(Source records)

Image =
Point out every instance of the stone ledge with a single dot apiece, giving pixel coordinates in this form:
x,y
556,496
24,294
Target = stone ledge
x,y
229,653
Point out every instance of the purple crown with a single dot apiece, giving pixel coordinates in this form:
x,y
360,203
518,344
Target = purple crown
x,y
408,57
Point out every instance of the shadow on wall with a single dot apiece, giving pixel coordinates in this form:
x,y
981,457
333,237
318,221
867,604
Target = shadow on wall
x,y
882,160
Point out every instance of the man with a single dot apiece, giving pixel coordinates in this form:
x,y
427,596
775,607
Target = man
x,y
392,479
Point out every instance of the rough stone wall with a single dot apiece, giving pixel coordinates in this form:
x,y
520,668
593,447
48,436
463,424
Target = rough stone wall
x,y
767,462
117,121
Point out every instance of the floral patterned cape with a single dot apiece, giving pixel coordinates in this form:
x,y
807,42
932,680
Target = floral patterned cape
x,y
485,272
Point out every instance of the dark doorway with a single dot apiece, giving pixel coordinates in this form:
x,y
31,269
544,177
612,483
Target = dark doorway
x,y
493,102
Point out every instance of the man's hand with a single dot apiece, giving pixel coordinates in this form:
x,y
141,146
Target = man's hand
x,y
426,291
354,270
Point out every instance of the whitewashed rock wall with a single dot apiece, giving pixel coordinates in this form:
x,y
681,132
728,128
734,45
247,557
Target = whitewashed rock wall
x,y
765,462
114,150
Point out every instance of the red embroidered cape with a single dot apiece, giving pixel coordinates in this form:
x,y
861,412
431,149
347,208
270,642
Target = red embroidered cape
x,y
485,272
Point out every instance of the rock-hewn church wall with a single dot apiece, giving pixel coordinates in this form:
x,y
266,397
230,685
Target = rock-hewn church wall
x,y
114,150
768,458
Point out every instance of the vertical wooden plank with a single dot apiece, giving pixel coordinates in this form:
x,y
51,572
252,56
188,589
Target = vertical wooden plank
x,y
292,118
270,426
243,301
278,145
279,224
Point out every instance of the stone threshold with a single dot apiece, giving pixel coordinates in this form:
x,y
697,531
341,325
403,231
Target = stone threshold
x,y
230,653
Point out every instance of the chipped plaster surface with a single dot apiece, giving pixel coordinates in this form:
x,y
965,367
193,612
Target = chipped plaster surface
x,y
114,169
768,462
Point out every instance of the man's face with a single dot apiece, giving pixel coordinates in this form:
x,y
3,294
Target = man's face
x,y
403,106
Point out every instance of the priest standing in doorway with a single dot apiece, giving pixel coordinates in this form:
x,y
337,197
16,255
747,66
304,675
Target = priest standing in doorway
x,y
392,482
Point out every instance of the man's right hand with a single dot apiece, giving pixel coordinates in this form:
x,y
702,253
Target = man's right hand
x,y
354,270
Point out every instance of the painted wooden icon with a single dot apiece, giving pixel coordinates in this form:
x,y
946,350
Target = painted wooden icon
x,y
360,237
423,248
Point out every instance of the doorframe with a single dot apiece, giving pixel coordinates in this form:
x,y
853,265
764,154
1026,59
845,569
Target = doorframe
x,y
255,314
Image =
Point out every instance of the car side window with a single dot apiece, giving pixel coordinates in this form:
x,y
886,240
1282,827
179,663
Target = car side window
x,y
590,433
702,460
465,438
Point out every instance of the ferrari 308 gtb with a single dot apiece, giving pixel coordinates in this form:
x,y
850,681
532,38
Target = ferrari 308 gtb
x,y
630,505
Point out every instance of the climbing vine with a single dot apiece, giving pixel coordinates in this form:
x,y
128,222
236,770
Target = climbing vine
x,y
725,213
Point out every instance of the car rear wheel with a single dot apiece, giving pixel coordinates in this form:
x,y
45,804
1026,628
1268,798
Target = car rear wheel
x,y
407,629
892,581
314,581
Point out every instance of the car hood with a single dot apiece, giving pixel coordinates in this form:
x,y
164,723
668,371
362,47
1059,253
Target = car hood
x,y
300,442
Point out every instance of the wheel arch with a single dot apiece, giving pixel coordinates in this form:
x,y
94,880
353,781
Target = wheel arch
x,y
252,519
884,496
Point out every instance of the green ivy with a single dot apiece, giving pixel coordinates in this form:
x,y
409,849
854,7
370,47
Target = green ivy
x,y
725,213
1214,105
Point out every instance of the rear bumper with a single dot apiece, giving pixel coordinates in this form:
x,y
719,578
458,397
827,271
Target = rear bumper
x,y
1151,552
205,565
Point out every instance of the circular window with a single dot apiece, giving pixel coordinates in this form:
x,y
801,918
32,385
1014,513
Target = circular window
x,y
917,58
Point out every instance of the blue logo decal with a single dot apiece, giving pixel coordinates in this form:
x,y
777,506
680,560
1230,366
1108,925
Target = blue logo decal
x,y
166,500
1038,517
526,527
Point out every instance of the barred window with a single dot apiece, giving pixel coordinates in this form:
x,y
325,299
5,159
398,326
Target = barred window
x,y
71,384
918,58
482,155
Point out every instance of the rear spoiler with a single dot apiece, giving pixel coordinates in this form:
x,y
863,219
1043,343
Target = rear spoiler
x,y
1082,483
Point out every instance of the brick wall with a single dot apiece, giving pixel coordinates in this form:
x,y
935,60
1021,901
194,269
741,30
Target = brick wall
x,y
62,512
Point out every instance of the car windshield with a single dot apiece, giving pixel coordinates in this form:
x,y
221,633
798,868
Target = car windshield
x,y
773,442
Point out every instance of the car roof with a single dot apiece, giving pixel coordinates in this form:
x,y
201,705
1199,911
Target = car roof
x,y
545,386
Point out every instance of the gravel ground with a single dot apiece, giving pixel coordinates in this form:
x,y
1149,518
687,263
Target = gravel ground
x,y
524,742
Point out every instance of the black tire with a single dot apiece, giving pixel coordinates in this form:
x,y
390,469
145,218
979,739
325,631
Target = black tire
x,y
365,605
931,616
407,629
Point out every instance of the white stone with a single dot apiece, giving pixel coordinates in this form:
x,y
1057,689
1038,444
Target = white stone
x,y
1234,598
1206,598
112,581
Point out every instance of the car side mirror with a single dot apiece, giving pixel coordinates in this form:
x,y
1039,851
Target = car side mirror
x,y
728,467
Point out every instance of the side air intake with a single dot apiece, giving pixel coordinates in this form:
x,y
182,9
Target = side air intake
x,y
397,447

*REQUIREMENT*
Repeat each entry above exactly as shown.

*EXERCISE ANSWER*
Image =
Point out every instance of the stone ledge with a single dot apiece, giving pixel coordinates in this form:
x,y
556,496
24,294
Target = stone ledge
x,y
229,653
Point out every instance of the purple crown with a single dot apiece, giving pixel coordinates in this form:
x,y
360,203
518,344
Target = purple crown
x,y
408,57
Point out every instance of the shadow on wall with a single dot apiece, giving pixel coordinates in this form:
x,y
981,457
333,237
318,221
867,604
Target = shadow on wall
x,y
882,160
Point out every instance of the man with a single dot apiece, giving pixel coordinates in this form:
x,y
427,596
775,607
Target = man
x,y
392,479
Point out every instance of the rough stone wall with a single dot apiece, giving pixel coordinates in this form:
x,y
520,668
593,447
48,436
463,424
Target = rough stone wall
x,y
767,462
117,121
Point out every instance of the floral patterned cape with a single dot apiece, giving pixel coordinates in this form:
x,y
807,42
932,680
Target = floral patterned cape
x,y
485,272
Point out every instance of the dark doorway with a single dot apiece, giving pixel coordinates in this form:
x,y
31,269
544,177
612,483
Target = dark doorway
x,y
493,102
Point out every instance of the man's hand with a single dot apiece, giving pixel coordinates in this form:
x,y
141,146
Target = man's hand
x,y
426,291
354,270
Point out every instance of the whitewashed rock wall with a single dot apiece, giving pixel coordinates in this form:
x,y
681,132
728,128
734,45
247,557
Target = whitewashed rock wall
x,y
765,462
114,150
Point out every instance of the red embroidered cape with a single dot apiece, giving pixel coordinates in this form:
x,y
861,412
431,149
347,208
270,642
Target = red embroidered cape
x,y
485,272
Point out every instance of the rock-hewn church wall with a single dot apiece, giving pixel coordinates in this form:
x,y
266,397
230,685
Target = rock-hewn church wall
x,y
114,150
768,458
Point out every instance of the vertical wooden plank with a single dot apiece, giving pixel coordinates in this form:
x,y
51,572
252,56
188,589
Target = vertical wooden plank
x,y
292,118
270,426
243,301
278,145
279,224
Point out every instance of the stone threshold with a single dot apiece, giving pixel coordinates in this form:
x,y
697,531
341,325
403,231
Target = stone threshold
x,y
230,653
Point out every instance of the chipped plaster surface with a single dot apiece, giving pixel coordinates in this form:
x,y
965,367
193,612
Target = chipped plaster surface
x,y
114,169
768,462
Point out every instance of the man's face with a single dot apiece, giving pixel coordinates in this form:
x,y
3,294
Target = man's face
x,y
403,106
Point out every instance of the priest standing in doorway with a single dot apiece, giving pixel coordinates in this form:
x,y
337,197
16,255
747,66
304,675
Target = priest standing in doorway
x,y
392,482
Point out every instance of the man's right hand with a single dot apiece, giving pixel coordinates in this form:
x,y
702,253
Target = man's right hand
x,y
354,270
Point out every instance of the painted wooden icon with a single dot apiece, giving pixel coordinates in this form:
x,y
946,350
Target = painted wooden icon
x,y
360,237
423,248
Point out every instance of the doorframe with a single dot apiece, giving pixel coordinates in this form:
x,y
853,265
764,154
1026,59
845,569
Target = doorframe
x,y
255,314
Image =
Point out every instance of the car side window with a single dot apiece, giving pixel coordinates in this form:
x,y
886,240
1282,827
179,663
Target = car side window
x,y
590,433
702,460
465,438
Point out every instance of the ferrari 308 gtb with a single dot apiece, giving pixel coordinates in this form:
x,y
850,681
532,38
Target = ferrari 308 gtb
x,y
630,505
Point out every instance of the climbing vine with a single dot apiece, giving pixel coordinates in this form:
x,y
128,222
236,770
Target = climbing vine
x,y
725,213
Point out every instance of the car rear wheel with a single dot apiece, giving pixel coordinates in this form:
x,y
45,804
1026,628
1268,798
Target = car rear wheel
x,y
407,629
892,581
314,581
Point out every instance of the car hood with a single dot apiece, giving pixel coordinates in this form:
x,y
164,723
668,371
362,47
1059,253
Target = car hood
x,y
300,442
Point out every instance of the wheel arch with a single dot apiece, giving pixel coordinates in this form:
x,y
94,880
353,781
Target = wheel arch
x,y
252,519
884,496
Point out every instance of the green ivy with a single dot apiece, giving pixel coordinates in this form:
x,y
409,849
854,7
370,47
Target = green ivy
x,y
725,213
1214,105
Point out every instance of the rear bumper with a single dot apiece, giving pixel coordinates in this form:
x,y
719,578
458,397
827,271
Target = rear bumper
x,y
1151,552
205,565
Point out every instance of the circular window with a single dot apiece, giving pixel coordinates in this form:
x,y
801,918
32,385
1014,513
Target = circular window
x,y
917,58
Point out every instance of the blue logo decal with a single dot apiece, giving pixel coordinates in this form:
x,y
777,506
680,560
1230,366
1108,925
Target = blue logo decal
x,y
166,500
1038,517
526,527
Point out every instance of the barred window with a single dot apiece, giving pixel coordinates in this form:
x,y
325,299
5,159
398,326
Target = barred window
x,y
71,384
918,58
482,155
Point out every instance of the rear spoiler with a single dot apiece, giving pixel coordinates in this form:
x,y
863,219
1043,343
Target = rear spoiler
x,y
1082,483
Point out every instance of the brick wall with a single dot apiece, giving pixel coordinates in this form:
x,y
935,60
1021,901
194,269
741,30
Target = brick wall
x,y
62,512
Point out every instance of the car windshield with a single dot apiece, giving pixel coordinates in this form:
x,y
221,633
798,868
Target = car windshield
x,y
773,442
Point out every instance of the car roof with a single dot apiece, giving pixel coordinates in this form:
x,y
201,705
1199,911
Target = car roof
x,y
545,386
Point out every instance of the gravel ground with a single dot apiece, giving pixel coordinates in this form:
x,y
1149,518
687,263
Target = gravel ground
x,y
524,742
Point out every instance of the black tire with a single dot apiece, giving pixel coordinates in this form:
x,y
390,469
145,218
979,739
325,631
Target = black tire
x,y
365,605
931,616
407,629
Point out every instance of the white stone with a single dot apiece, giving pixel coordinates in this form:
x,y
1057,689
1038,444
Target = white stone
x,y
1234,598
1206,598
112,581
Point out every instance of the car side mirror with a single dot apiece, giving pixel coordinates in this form:
x,y
1039,851
Target = car side mirror
x,y
728,467
Point out every instance of the side air intake with a single dot apiece, giving pixel coordinates in this form:
x,y
182,9
Target = side air intake
x,y
397,447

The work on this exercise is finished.